TASK DETAILS: In the data below, find the line that contains "of the denim" and the line that contains "jacket cuff, a". Copy both, plus every line between them, exactly.
(Beginning of SUPPLIED MATERIAL)
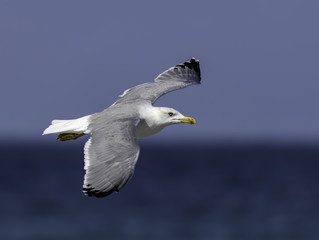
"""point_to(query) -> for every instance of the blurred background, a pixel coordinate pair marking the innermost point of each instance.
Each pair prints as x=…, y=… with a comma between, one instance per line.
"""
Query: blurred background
x=247, y=170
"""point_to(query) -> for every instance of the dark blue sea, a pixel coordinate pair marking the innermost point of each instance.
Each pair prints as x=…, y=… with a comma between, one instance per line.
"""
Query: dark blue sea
x=183, y=191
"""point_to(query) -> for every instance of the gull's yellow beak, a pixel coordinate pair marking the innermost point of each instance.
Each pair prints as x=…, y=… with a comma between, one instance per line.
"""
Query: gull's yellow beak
x=187, y=120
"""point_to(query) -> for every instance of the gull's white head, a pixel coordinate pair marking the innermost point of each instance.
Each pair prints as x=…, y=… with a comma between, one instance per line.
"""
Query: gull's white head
x=154, y=119
x=168, y=116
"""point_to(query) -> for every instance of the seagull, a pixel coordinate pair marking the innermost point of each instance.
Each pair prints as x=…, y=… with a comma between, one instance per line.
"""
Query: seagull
x=112, y=150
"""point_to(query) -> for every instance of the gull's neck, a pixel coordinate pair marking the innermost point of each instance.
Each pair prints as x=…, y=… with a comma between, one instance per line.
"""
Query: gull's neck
x=150, y=121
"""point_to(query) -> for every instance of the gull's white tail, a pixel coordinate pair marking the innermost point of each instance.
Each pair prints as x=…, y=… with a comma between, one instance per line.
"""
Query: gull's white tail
x=79, y=125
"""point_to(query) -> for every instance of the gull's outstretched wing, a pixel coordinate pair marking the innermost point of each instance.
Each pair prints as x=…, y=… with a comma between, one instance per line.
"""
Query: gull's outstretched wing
x=177, y=77
x=110, y=157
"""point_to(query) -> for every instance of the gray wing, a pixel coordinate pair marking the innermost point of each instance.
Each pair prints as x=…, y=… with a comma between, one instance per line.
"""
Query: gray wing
x=177, y=77
x=110, y=157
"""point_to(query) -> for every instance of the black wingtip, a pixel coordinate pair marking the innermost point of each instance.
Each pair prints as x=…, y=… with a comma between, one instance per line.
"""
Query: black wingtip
x=192, y=64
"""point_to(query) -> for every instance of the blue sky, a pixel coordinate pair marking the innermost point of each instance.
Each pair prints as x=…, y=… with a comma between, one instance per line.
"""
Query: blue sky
x=67, y=59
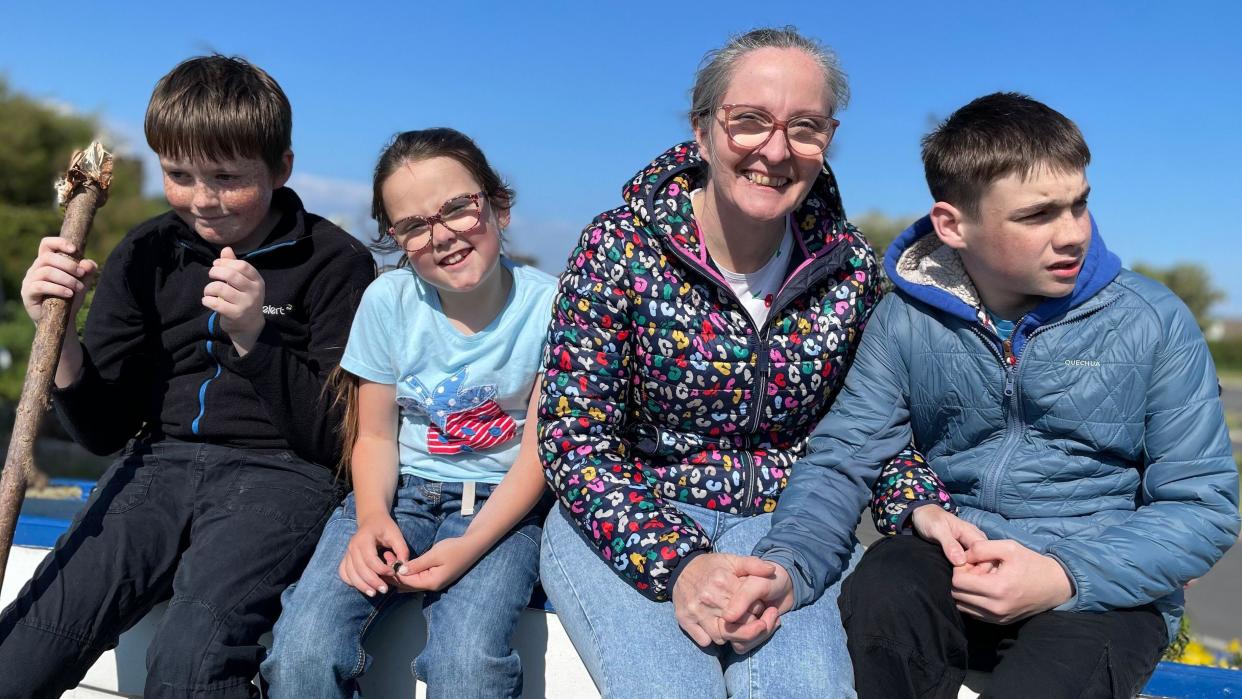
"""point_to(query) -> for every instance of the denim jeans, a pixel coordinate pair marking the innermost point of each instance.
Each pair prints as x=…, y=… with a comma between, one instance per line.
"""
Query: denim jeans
x=634, y=647
x=317, y=647
x=217, y=532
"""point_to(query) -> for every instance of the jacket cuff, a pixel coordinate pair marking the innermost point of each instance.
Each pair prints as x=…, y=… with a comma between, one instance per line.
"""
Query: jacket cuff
x=804, y=592
x=681, y=566
x=904, y=525
x=257, y=359
x=1069, y=605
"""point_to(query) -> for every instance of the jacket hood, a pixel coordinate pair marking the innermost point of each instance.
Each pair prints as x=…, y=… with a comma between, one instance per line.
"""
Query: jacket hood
x=919, y=265
x=660, y=199
x=288, y=229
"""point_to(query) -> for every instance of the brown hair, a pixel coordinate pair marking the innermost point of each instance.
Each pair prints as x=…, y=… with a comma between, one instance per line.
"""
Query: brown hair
x=216, y=108
x=996, y=135
x=343, y=387
x=411, y=147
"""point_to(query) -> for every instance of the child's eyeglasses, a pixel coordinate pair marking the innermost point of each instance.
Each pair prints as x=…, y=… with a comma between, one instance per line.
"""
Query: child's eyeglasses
x=460, y=214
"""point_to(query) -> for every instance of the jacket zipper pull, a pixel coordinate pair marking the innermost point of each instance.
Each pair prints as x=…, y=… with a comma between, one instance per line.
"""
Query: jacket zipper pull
x=1010, y=363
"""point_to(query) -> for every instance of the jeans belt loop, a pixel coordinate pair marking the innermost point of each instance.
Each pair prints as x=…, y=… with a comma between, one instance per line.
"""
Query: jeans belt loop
x=467, y=498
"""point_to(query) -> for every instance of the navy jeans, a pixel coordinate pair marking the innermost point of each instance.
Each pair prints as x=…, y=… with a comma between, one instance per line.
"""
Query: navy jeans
x=317, y=647
x=217, y=532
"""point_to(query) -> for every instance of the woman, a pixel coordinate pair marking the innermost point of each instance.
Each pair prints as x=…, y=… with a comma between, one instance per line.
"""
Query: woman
x=699, y=333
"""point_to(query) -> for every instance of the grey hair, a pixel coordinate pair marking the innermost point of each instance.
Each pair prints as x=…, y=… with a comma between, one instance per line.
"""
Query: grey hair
x=717, y=67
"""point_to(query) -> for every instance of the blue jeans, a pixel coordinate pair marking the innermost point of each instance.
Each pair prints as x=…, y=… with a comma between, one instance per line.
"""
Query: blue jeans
x=634, y=647
x=317, y=646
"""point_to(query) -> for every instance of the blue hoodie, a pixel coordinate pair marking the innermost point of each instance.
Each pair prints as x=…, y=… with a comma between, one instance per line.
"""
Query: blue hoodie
x=1102, y=445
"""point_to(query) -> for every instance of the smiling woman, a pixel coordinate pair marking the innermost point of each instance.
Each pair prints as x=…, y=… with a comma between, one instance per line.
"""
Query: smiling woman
x=701, y=332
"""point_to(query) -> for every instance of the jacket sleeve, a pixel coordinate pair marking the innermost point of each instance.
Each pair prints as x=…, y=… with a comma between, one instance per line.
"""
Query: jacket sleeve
x=588, y=461
x=1187, y=514
x=291, y=381
x=103, y=409
x=812, y=528
x=904, y=484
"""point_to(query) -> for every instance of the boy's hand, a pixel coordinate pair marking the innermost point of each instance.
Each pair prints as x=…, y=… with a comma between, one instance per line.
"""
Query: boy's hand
x=954, y=534
x=368, y=565
x=55, y=273
x=236, y=293
x=706, y=589
x=1004, y=581
x=441, y=565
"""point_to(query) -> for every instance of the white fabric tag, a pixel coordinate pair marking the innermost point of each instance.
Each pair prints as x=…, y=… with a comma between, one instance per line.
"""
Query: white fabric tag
x=467, y=498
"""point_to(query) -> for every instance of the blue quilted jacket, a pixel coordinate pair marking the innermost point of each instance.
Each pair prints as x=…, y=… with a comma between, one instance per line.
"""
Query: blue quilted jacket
x=1096, y=437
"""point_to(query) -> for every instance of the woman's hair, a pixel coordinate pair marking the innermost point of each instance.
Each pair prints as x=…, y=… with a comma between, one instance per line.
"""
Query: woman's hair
x=717, y=67
x=411, y=147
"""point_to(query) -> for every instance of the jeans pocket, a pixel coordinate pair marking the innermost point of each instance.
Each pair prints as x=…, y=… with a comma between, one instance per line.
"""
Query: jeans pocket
x=131, y=481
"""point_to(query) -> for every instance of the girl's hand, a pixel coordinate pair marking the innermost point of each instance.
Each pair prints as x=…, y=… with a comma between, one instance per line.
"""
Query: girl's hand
x=373, y=549
x=55, y=273
x=236, y=293
x=441, y=565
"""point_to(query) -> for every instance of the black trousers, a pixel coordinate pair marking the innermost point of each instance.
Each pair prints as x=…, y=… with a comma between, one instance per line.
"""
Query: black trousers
x=215, y=530
x=907, y=638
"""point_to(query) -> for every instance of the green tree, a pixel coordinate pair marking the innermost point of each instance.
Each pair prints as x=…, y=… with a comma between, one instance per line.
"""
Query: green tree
x=1191, y=282
x=36, y=143
x=881, y=229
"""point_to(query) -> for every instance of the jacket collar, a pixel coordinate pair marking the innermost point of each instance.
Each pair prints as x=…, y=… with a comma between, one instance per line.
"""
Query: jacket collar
x=923, y=267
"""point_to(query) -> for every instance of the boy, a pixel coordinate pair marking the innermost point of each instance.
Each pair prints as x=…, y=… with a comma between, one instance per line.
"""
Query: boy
x=211, y=334
x=1069, y=406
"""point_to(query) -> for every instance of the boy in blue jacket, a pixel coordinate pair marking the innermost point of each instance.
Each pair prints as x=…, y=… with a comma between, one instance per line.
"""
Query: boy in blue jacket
x=1069, y=406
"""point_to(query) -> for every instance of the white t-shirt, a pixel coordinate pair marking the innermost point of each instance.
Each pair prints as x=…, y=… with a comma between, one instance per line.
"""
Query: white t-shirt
x=758, y=289
x=462, y=397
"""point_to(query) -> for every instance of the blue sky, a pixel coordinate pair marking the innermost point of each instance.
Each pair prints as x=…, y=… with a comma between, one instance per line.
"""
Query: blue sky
x=570, y=99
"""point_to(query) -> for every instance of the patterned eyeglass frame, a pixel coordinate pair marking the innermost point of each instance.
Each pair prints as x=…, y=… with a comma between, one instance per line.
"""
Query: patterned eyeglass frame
x=776, y=126
x=439, y=217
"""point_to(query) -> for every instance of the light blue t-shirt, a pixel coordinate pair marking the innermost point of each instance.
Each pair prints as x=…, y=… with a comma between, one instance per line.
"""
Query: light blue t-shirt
x=462, y=397
x=1004, y=328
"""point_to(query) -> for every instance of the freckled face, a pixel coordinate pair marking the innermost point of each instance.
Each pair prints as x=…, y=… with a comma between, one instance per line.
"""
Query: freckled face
x=225, y=202
x=770, y=181
x=455, y=261
x=1030, y=239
(End of SUPPLIED MATERIAL)
RESULT FOR THIS TASK:
"""point_to(query) -> for every instance of the denim jeans, a pixel coordinate pair marking the innermost point of each instance.
Each pair prints as x=…, y=… with a comma between, one instance per line.
"""
Query: denim jeans
x=634, y=647
x=317, y=647
x=217, y=532
"""point_to(query) -> for every instance of the jacket cuff, a pixel coordinate pair marking the innermost point of each instance.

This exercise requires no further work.